▸ Try it:
Retype the complete listing exactly as it appears.

▸ Exercise data:
╔══

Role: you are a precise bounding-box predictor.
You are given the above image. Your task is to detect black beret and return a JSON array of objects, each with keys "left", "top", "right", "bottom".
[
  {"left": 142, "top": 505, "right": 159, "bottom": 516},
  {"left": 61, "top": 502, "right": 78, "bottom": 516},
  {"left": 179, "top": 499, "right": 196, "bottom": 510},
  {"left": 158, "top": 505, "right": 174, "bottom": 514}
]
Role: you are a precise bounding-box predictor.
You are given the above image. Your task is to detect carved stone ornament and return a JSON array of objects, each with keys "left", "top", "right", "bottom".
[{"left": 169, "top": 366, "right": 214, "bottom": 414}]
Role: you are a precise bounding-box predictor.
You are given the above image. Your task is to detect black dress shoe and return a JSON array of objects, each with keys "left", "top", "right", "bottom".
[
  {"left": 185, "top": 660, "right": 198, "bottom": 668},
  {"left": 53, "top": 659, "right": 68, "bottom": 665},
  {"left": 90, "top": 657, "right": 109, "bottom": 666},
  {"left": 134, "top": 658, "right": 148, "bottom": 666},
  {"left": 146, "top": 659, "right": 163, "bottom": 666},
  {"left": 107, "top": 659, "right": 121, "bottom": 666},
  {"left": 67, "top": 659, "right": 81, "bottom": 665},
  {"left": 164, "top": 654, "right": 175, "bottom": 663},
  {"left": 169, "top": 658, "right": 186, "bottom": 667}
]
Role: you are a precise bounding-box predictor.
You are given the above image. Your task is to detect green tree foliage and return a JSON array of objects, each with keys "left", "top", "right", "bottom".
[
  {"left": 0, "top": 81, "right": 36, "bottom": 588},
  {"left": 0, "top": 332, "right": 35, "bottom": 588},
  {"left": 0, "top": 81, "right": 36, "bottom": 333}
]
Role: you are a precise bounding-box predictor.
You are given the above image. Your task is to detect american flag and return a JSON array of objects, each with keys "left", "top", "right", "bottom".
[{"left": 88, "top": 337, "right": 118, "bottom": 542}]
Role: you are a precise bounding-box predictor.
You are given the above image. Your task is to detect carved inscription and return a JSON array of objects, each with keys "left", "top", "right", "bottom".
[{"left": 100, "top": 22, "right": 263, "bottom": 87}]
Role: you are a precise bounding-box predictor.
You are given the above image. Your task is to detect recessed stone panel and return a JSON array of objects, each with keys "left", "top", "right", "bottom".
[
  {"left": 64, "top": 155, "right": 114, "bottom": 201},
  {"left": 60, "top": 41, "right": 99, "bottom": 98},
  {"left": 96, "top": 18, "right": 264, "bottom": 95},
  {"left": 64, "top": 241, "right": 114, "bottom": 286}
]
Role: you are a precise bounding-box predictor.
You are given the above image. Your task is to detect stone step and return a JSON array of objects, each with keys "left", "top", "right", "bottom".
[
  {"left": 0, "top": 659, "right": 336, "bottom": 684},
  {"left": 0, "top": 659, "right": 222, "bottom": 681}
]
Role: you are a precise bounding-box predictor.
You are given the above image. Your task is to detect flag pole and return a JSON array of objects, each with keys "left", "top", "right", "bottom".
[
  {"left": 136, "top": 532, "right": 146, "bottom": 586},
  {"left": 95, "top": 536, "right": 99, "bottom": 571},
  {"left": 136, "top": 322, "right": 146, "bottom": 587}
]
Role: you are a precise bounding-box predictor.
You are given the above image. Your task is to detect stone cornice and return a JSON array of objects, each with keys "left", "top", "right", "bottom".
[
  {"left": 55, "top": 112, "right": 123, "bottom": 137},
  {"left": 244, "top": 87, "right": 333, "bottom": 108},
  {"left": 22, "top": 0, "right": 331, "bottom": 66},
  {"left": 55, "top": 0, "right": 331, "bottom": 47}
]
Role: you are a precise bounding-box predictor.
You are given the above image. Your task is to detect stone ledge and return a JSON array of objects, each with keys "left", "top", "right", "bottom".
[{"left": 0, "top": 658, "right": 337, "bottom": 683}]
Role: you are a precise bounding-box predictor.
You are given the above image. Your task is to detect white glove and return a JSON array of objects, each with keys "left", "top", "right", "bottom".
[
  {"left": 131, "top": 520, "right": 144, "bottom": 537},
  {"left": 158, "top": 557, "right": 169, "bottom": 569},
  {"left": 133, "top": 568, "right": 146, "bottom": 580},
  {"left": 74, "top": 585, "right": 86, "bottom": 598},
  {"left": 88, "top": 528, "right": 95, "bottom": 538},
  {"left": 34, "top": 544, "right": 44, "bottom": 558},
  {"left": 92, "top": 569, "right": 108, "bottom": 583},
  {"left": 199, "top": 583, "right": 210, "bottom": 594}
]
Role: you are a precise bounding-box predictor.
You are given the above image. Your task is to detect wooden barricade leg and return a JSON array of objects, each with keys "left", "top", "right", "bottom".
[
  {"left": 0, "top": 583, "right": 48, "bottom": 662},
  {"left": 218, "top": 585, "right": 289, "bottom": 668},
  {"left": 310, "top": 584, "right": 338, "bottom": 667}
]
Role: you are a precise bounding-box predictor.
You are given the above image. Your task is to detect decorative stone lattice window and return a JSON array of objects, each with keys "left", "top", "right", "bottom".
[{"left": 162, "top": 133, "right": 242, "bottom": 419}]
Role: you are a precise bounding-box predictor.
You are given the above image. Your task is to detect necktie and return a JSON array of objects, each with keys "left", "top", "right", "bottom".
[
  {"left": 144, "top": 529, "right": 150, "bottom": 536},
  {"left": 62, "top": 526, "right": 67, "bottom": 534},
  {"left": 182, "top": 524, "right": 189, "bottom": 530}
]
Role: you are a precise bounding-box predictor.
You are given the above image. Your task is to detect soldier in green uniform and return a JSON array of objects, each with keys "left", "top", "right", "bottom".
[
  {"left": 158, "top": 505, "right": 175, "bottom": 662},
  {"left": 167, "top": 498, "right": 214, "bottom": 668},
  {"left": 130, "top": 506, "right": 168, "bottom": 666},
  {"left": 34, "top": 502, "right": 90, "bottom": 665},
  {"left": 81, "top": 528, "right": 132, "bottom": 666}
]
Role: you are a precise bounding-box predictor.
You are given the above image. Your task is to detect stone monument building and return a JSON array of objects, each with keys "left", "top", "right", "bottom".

╚══

▸ Answer to the problem:
Role: you are a precise bounding-box predictor.
You are given the above image. Your task is to detect black beret and return a JSON array of objects, each with keys "left", "top", "right", "bottom".
[
  {"left": 142, "top": 505, "right": 159, "bottom": 516},
  {"left": 61, "top": 502, "right": 78, "bottom": 516},
  {"left": 179, "top": 499, "right": 196, "bottom": 510},
  {"left": 158, "top": 505, "right": 174, "bottom": 514}
]
Role: you are a precise bounding-box predictor.
You are given the above image. Your task is to detect carved stone ornament and return a JSON array of objects, each with keys "left", "top", "right", "bottom".
[{"left": 169, "top": 366, "right": 214, "bottom": 414}]
Role: you are a precise bounding-box predictor.
You are given the above image. Your task is to detect black dress shoe and return a JSON array of objects, each with keys "left", "top", "right", "bottom".
[
  {"left": 185, "top": 660, "right": 198, "bottom": 668},
  {"left": 53, "top": 659, "right": 68, "bottom": 665},
  {"left": 90, "top": 657, "right": 109, "bottom": 666},
  {"left": 134, "top": 658, "right": 148, "bottom": 666},
  {"left": 146, "top": 659, "right": 163, "bottom": 666},
  {"left": 107, "top": 659, "right": 121, "bottom": 666},
  {"left": 67, "top": 659, "right": 81, "bottom": 665},
  {"left": 164, "top": 654, "right": 175, "bottom": 663},
  {"left": 169, "top": 658, "right": 186, "bottom": 667}
]
Role: you are a precise bounding-box predictor.
You are given the above image. Your task is to detect green tree foliage and return a JSON array of objects, each with keys "left", "top", "right", "bottom".
[
  {"left": 0, "top": 81, "right": 36, "bottom": 588},
  {"left": 0, "top": 332, "right": 35, "bottom": 588},
  {"left": 0, "top": 81, "right": 36, "bottom": 333}
]
Role: you are a precise bounding-box predictor.
You are given the above image. Your task is to detect american flag and return a JSON array of objects, each with keys "left", "top", "right", "bottom".
[{"left": 88, "top": 337, "right": 118, "bottom": 542}]
Role: you are a precise bounding-box predictor.
You are given the above image. Your task is to detect carved inscription and return a JSON array of objects, each with keys "left", "top", "right", "bottom".
[{"left": 100, "top": 22, "right": 263, "bottom": 87}]
Role: you are a precise bounding-box predictor.
You are given the above image. Your task is to detect recessed stone panel and return a JSON array of objects, each with keys "left", "top", "right", "bottom".
[
  {"left": 64, "top": 155, "right": 114, "bottom": 201},
  {"left": 60, "top": 41, "right": 99, "bottom": 98},
  {"left": 96, "top": 18, "right": 264, "bottom": 95},
  {"left": 64, "top": 241, "right": 114, "bottom": 286}
]
Role: you are a precise bounding-box predictor.
You are given the above image. Your task is to detect stone step and return a JSON array of objects, each with keys "left", "top", "right", "bottom".
[
  {"left": 0, "top": 659, "right": 336, "bottom": 684},
  {"left": 0, "top": 659, "right": 222, "bottom": 681}
]
Role: you are a precise bounding-box predictor.
You are given the above image. Your task is to detect flag pole and return a JSON array of objects, each with keys "left", "top", "right", "bottom".
[
  {"left": 136, "top": 532, "right": 146, "bottom": 586},
  {"left": 95, "top": 536, "right": 99, "bottom": 571},
  {"left": 136, "top": 322, "right": 146, "bottom": 587}
]
Role: you are a precise bounding-box predictor.
You are given the above image. Your task is to detect stone cornice and return a JSON array of objects, each with keys "left", "top", "right", "bottom".
[
  {"left": 55, "top": 112, "right": 123, "bottom": 137},
  {"left": 244, "top": 87, "right": 333, "bottom": 108},
  {"left": 22, "top": 0, "right": 331, "bottom": 66},
  {"left": 55, "top": 0, "right": 331, "bottom": 47}
]
Role: you are a precise bounding-box predictor.
You are given the above image. Your task is to detect stone ledge and return a JSON array of objects, each with keys "left", "top", "right", "bottom".
[{"left": 0, "top": 658, "right": 337, "bottom": 683}]
Role: you are a precise bounding-box predictor.
You are given the above image. Your task is to detect white glove and return a JSON array of objects, each with keys "left", "top", "right", "bottom".
[
  {"left": 131, "top": 520, "right": 144, "bottom": 537},
  {"left": 158, "top": 557, "right": 169, "bottom": 569},
  {"left": 133, "top": 568, "right": 146, "bottom": 580},
  {"left": 74, "top": 585, "right": 86, "bottom": 598},
  {"left": 88, "top": 528, "right": 95, "bottom": 538},
  {"left": 34, "top": 544, "right": 44, "bottom": 558},
  {"left": 92, "top": 569, "right": 108, "bottom": 583},
  {"left": 199, "top": 583, "right": 210, "bottom": 594}
]
Role: you are a precise bounding-box predictor.
You are given the above image. Your task is to detect wooden barricade leg and return a JSON array of objects, each with keys "left", "top", "right", "bottom".
[
  {"left": 0, "top": 583, "right": 48, "bottom": 662},
  {"left": 218, "top": 585, "right": 289, "bottom": 668},
  {"left": 310, "top": 584, "right": 338, "bottom": 667}
]
Role: you are a precise bounding-box predictor.
You are given the above image. Your task is to detect decorative stone lattice window and return a JSON array of objects, each with keys "left", "top", "right", "bottom".
[{"left": 162, "top": 133, "right": 242, "bottom": 419}]
Role: you are a precise bounding-box predictor.
You are given the above image. Your task is to detect necktie and return a JSON array of objects, each with keys "left", "top", "right", "bottom".
[
  {"left": 144, "top": 529, "right": 150, "bottom": 536},
  {"left": 62, "top": 526, "right": 67, "bottom": 534},
  {"left": 182, "top": 524, "right": 189, "bottom": 530}
]
Role: you are a precise bounding-box predictor.
You are given the above image. Your task is to detect soldier in green uniform and return a JSON array of objects, each with keys "left", "top", "right", "bottom".
[
  {"left": 158, "top": 505, "right": 175, "bottom": 662},
  {"left": 167, "top": 498, "right": 214, "bottom": 668},
  {"left": 130, "top": 506, "right": 168, "bottom": 666},
  {"left": 34, "top": 502, "right": 90, "bottom": 665},
  {"left": 81, "top": 528, "right": 132, "bottom": 666}
]
Role: you are a precise bounding-box predictor.
You are given the above image. Your task is to detect stone monument building and return a JSON array of objects, each with keys "left", "top", "right", "bottom".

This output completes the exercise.